▸ INPUT FOR THIS TASK:

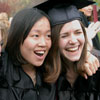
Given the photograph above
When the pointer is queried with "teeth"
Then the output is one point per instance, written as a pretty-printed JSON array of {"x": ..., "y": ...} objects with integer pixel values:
[
  {"x": 40, "y": 52},
  {"x": 72, "y": 49}
]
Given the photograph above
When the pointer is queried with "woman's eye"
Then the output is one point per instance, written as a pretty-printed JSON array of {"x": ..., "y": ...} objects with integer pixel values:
[{"x": 49, "y": 35}]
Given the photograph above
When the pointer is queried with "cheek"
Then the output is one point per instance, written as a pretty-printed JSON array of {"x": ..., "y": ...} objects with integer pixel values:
[
  {"x": 82, "y": 39},
  {"x": 62, "y": 44}
]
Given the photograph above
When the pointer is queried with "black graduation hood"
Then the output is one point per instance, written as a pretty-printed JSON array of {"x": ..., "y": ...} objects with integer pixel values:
[{"x": 48, "y": 4}]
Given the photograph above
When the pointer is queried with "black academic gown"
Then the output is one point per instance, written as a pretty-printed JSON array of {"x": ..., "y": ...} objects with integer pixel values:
[
  {"x": 15, "y": 84},
  {"x": 82, "y": 90},
  {"x": 95, "y": 40}
]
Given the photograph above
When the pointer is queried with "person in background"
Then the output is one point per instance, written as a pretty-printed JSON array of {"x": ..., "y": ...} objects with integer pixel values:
[
  {"x": 3, "y": 36},
  {"x": 92, "y": 27}
]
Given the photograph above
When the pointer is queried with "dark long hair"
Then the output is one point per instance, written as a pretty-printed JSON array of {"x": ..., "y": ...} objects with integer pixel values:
[{"x": 20, "y": 28}]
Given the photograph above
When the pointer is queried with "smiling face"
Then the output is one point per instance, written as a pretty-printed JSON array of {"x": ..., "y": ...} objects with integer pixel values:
[
  {"x": 71, "y": 41},
  {"x": 38, "y": 42},
  {"x": 87, "y": 10}
]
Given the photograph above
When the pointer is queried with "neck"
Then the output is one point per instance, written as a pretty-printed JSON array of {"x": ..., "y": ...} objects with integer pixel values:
[
  {"x": 30, "y": 71},
  {"x": 71, "y": 74}
]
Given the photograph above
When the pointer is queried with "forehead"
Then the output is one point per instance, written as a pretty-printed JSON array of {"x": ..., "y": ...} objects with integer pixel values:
[{"x": 73, "y": 25}]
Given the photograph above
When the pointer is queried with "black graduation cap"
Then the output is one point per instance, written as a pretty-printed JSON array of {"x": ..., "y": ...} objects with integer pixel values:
[{"x": 62, "y": 11}]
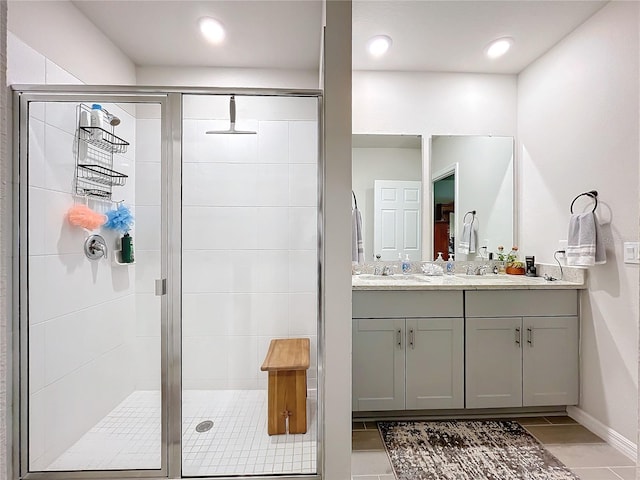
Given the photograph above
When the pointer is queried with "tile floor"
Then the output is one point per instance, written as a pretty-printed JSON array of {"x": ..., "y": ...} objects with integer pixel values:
[
  {"x": 584, "y": 453},
  {"x": 238, "y": 443}
]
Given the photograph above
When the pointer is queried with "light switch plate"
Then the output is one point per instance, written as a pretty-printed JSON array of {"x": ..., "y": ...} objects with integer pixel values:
[{"x": 631, "y": 252}]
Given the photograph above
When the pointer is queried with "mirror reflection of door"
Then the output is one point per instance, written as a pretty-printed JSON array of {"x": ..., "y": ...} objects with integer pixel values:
[{"x": 443, "y": 216}]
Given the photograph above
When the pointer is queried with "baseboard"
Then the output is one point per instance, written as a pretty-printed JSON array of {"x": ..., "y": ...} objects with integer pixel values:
[{"x": 613, "y": 438}]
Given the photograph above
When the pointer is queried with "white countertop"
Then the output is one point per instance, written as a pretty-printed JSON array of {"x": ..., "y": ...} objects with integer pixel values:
[{"x": 459, "y": 282}]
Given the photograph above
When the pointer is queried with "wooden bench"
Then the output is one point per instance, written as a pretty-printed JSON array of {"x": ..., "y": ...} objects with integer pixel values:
[{"x": 287, "y": 362}]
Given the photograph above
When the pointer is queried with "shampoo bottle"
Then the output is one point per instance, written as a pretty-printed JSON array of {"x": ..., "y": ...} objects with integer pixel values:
[
  {"x": 97, "y": 121},
  {"x": 127, "y": 248},
  {"x": 406, "y": 265}
]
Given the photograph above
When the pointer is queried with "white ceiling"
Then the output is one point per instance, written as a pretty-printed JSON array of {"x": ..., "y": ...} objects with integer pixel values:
[{"x": 427, "y": 35}]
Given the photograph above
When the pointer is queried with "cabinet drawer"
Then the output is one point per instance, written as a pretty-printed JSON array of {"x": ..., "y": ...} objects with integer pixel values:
[
  {"x": 521, "y": 303},
  {"x": 402, "y": 304}
]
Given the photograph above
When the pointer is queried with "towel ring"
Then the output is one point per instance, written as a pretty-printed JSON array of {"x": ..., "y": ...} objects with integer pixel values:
[
  {"x": 473, "y": 214},
  {"x": 592, "y": 193}
]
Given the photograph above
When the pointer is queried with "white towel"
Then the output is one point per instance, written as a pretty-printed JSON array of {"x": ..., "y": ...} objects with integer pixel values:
[
  {"x": 469, "y": 239},
  {"x": 585, "y": 245},
  {"x": 357, "y": 249}
]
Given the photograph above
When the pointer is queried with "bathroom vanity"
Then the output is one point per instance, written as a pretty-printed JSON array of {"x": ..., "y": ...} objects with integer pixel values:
[{"x": 461, "y": 342}]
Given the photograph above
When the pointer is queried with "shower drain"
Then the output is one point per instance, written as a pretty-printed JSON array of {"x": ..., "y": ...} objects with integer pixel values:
[{"x": 204, "y": 426}]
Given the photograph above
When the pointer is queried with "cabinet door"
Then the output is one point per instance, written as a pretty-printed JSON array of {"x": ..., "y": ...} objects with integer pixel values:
[
  {"x": 494, "y": 362},
  {"x": 378, "y": 364},
  {"x": 435, "y": 363},
  {"x": 550, "y": 361}
]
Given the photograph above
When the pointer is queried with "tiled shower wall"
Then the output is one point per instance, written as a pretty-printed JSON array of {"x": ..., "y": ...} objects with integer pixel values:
[
  {"x": 81, "y": 313},
  {"x": 249, "y": 236}
]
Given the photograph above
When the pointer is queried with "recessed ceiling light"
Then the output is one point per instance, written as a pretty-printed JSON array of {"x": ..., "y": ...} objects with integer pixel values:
[
  {"x": 378, "y": 45},
  {"x": 212, "y": 29},
  {"x": 499, "y": 47}
]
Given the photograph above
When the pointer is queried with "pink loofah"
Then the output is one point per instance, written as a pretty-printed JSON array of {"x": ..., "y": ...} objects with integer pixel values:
[{"x": 83, "y": 216}]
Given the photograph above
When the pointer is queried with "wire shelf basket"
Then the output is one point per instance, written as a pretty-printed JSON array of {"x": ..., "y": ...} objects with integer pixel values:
[
  {"x": 103, "y": 139},
  {"x": 102, "y": 175}
]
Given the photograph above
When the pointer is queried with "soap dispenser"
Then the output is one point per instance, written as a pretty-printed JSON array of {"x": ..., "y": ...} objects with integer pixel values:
[{"x": 406, "y": 265}]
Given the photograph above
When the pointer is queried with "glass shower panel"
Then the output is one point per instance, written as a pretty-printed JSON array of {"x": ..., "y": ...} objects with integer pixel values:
[
  {"x": 249, "y": 275},
  {"x": 94, "y": 348}
]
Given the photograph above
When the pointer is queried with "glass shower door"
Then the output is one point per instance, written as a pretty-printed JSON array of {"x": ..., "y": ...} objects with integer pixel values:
[
  {"x": 92, "y": 353},
  {"x": 249, "y": 275}
]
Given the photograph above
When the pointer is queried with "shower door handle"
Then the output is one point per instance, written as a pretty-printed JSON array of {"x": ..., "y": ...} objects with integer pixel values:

▸ EXERCISE AIM:
Repeat the entries exactly and keep the pictures out of the copy.

▸ EXERCISE SOLUTION:
Given the photograph above
When the pointer is queried with "teeth"
Then the output is one point per instance, written as a pretty-printed JSON array of {"x": ..., "y": ...} objects with integer pixel values:
[
  {"x": 40, "y": 52},
  {"x": 72, "y": 49}
]
Given the photograph above
When the pointer is queried with "woman's eye"
Then the output is one point per instance, written as a pretty-printed JSON array of {"x": ..., "y": ...} objects with integer pixel values:
[{"x": 49, "y": 35}]
Given the photograph above
When the pointer is queried with "cheek"
Then the output is one point per instance, written as a pretty-printed JSON array of {"x": ..., "y": ...} objects with integer pixel values:
[
  {"x": 82, "y": 39},
  {"x": 62, "y": 44}
]
Given the photograph above
When the pointer is queried with "black graduation hood"
Then the output is one point per instance, written as a pretty-printed JSON array of {"x": ..., "y": ...} objects with integer pixel values:
[{"x": 48, "y": 4}]
Given the photograph above
When the pointer is queried with "black academic gown"
Then the output is one point per instance, written as a pretty-printed JSON array of {"x": ..., "y": ...} objects with integer pixel values:
[
  {"x": 15, "y": 84},
  {"x": 82, "y": 90},
  {"x": 95, "y": 40}
]
Given the photograph above
When the pointer is queried with "person in background"
Then the output is one point per instance, written as a pretty-printed JSON array of {"x": ..., "y": ...} objects with integer pixel values:
[
  {"x": 3, "y": 36},
  {"x": 92, "y": 27}
]
Given the photograph above
When the pointer is queried with "dark long hair"
Then the output is one point per instance, written as a pretty-printed JSON array of {"x": ..., "y": ...} objects with integer pixel values:
[{"x": 20, "y": 28}]
Given the photograph above
When the pointer is queried with "smiling face"
Then the output is one point per instance, written as a pretty-printed JSON array of {"x": ..., "y": ...} objects with integer pixel values:
[
  {"x": 71, "y": 41},
  {"x": 38, "y": 42},
  {"x": 87, "y": 10}
]
Given the photograph above
When the pointer is queried with "neck"
Then the output is one point per instance, written as a pretty-printed JSON array of {"x": ..., "y": ...} objects with integer pixel values:
[
  {"x": 30, "y": 71},
  {"x": 71, "y": 74}
]
Given the photograph above
When the pointer is queried with "forehead"
Then the output is one point per instance, written as a pretty-printed JSON array of {"x": ..., "y": ...} objects with integer pixel values:
[{"x": 73, "y": 25}]
Given the photograph above
When the pointer is queried with "black graduation cap"
Then the output is one point per instance, written as a pretty-printed JSON array of {"x": ..., "y": ...} objects with integer pixel values:
[{"x": 62, "y": 11}]
Given the photograph above
When the pointer is queried with "tile floor"
Then the output is one point per instance, written as a pretty-printed JSON array of {"x": ..., "y": ...} objects with integer pixel values:
[
  {"x": 584, "y": 453},
  {"x": 238, "y": 443}
]
Given the photograph above
When the pointer is queried with "light switch plate"
Then the output is one point per instance, written as a pretty-printed JSON array of {"x": ..., "y": ...} objects with integer pixel values:
[{"x": 631, "y": 252}]
Given the photograph above
When the pointer is queried with "mirror reflection of door"
Then the output is one point per instance, written as a pretty-printed JSON array of {"x": ..., "y": ...} objects with integer pixel values:
[{"x": 443, "y": 216}]
Given the photograph above
When the pointer is queried with "baseboard"
Then the output is one point per instance, written as a pretty-printed JSON array of {"x": ..., "y": ...} objects with integer pixel values:
[{"x": 613, "y": 438}]
Given the photograph above
When the pointer is queried with "white countertop"
Then the output is one point per instance, written as a pretty-printed JSON array of {"x": ..., "y": ...} objects with integer pixel values:
[{"x": 459, "y": 282}]
Given the photograph above
When the pointer is queried with "wooden bench"
Then the output is one point per instance, written as a pretty-printed JSON array of {"x": ..., "y": ...} objects with integer pixel values:
[{"x": 287, "y": 362}]
Given the photograph above
When the pointer is queried with "shampoo bottle"
Then the output is one point per instance, written as a pretty-printed JSON array of {"x": ..., "y": ...} objects with integer pixel values:
[
  {"x": 97, "y": 121},
  {"x": 127, "y": 248},
  {"x": 406, "y": 265}
]
Given the photograph above
When the pointer is queried with "white ceiling"
Then the output is one point per instance, written as a pretty-printed JSON array of {"x": ..., "y": ...} objects with integer pixel values:
[{"x": 427, "y": 35}]
Given the photograph above
When the pointer is queried with "cabinet drawer"
Then the output is one point per instance, written as a pretty-printed JSON array of {"x": ..., "y": ...} objects with integer pixel values:
[
  {"x": 521, "y": 303},
  {"x": 402, "y": 304}
]
Given the photograph above
When the pointer is queried with "towel ring"
Then the output is one point per instance, written as a pretty-printed JSON array of {"x": ..., "y": ...} objects with integer pixel values:
[
  {"x": 473, "y": 214},
  {"x": 592, "y": 193}
]
Given the photograph above
When the pointer is queried with "white towel"
Then the output is one point per instance, written as a pretty-printed JSON array of {"x": ..., "y": ...} objects with integer pixel values:
[
  {"x": 469, "y": 239},
  {"x": 585, "y": 245},
  {"x": 357, "y": 249}
]
Given the photograph above
When the pointer is queried with "bathroom vanity"
Then the output is one point per instance, written as a pretty-printed JSON array of {"x": ..., "y": ...} objects with integer pixel values:
[{"x": 461, "y": 342}]
Given the photograph above
When the pointer is queried with "shower drain"
Then the output is one point per instance, written as a pretty-printed JSON array of {"x": ..., "y": ...} objects with integer pixel values:
[{"x": 204, "y": 426}]
Given the photograph above
When the pointer is queried with "cabinet door"
Then the output is one point per instance, written as a pretty-printed JSON array of {"x": ..., "y": ...} objects with integer pixel values:
[
  {"x": 494, "y": 362},
  {"x": 378, "y": 364},
  {"x": 435, "y": 363},
  {"x": 550, "y": 361}
]
Given the photograph above
When the pointer is queried with "tiled shower wall"
Then the output is one point per instance, written as a pretty-printed JSON array of {"x": ..., "y": ...} objects with integer pixel values:
[
  {"x": 81, "y": 313},
  {"x": 249, "y": 236}
]
Given the photograph above
When the pointer is queried with "recessed ceiling light"
Then the output is one point per instance, written as a pretty-printed JSON array of {"x": ..., "y": ...} objects with integer pixel values:
[
  {"x": 378, "y": 45},
  {"x": 212, "y": 29},
  {"x": 499, "y": 47}
]
Given the photograph above
When the pointer is queried with "pink loofah"
Then the output is one point per instance, written as a pretty-printed JSON array of {"x": ..., "y": ...} objects with integer pixel values:
[{"x": 83, "y": 216}]
Given the photograph above
When the pointer is queried with "wire shelf basket"
Then the output is one point per instance, written as a pretty-printed JSON array of {"x": ..., "y": ...} objects with integer pixel values:
[
  {"x": 103, "y": 139},
  {"x": 102, "y": 175}
]
Given the photograph above
When the pointer is queried with "soap dispenser"
Then the output is one point per instance, written as a pretty-printed JSON array of {"x": ..., "y": ...} objects with integer pixel values:
[{"x": 406, "y": 265}]
Given the photograph above
When the pointer is queried with "glass shower panel"
Then the output is one point per instance, written as a pretty-printed JSON array of {"x": ..., "y": ...} objects with integer pixel values:
[
  {"x": 249, "y": 275},
  {"x": 94, "y": 348}
]
Given the photograph above
When the pointer is queried with "glass shower door"
Then the output is one point per instance, written as a pretty-printed JSON array of {"x": ..., "y": ...} objects with integer pixel values:
[
  {"x": 92, "y": 353},
  {"x": 249, "y": 275}
]
Given the photograph above
When the pointer is queried with "shower door handle"
Then the output is one point per instance, written as a pretty-printed JSON array of {"x": ..., "y": ...} objects with integer pixel values:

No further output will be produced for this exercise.